Try it:
An exact copy of the lines from the one containing "Spot the wooden dresser" through the final line of the records is the only acceptable answer.

:::

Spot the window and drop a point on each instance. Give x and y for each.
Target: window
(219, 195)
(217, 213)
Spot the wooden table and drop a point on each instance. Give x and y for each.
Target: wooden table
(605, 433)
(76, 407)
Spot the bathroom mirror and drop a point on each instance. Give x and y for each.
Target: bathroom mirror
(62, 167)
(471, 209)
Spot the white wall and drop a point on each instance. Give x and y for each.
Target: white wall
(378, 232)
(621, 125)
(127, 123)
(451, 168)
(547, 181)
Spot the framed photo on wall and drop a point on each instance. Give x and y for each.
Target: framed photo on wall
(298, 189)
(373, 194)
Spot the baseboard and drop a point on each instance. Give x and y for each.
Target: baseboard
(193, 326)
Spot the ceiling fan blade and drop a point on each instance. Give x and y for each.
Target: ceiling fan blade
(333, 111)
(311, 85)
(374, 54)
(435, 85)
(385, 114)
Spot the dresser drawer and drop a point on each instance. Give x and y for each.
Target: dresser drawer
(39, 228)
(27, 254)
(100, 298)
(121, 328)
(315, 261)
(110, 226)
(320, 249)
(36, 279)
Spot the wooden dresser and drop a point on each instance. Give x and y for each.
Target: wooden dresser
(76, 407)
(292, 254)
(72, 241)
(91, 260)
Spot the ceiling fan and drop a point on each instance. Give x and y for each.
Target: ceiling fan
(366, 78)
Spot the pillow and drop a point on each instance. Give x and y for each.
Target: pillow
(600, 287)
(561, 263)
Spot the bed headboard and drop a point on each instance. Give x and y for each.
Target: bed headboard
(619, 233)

:::

Exercise answer:
Spot the wooden dresser and drop a point on each instance. Give x and y for each.
Target: wooden dresser
(76, 407)
(292, 254)
(72, 241)
(91, 260)
Spot the ceiling fan and drop a point on each instance. Give x and y for each.
Target: ceiling fan
(366, 78)
Spot the pillow and drop a point on each instance. Give x and y for each.
Target: pillow
(600, 287)
(561, 263)
Spot the bed headboard and drop a point on each instance. Give x and y for each.
Target: bed headboard
(619, 233)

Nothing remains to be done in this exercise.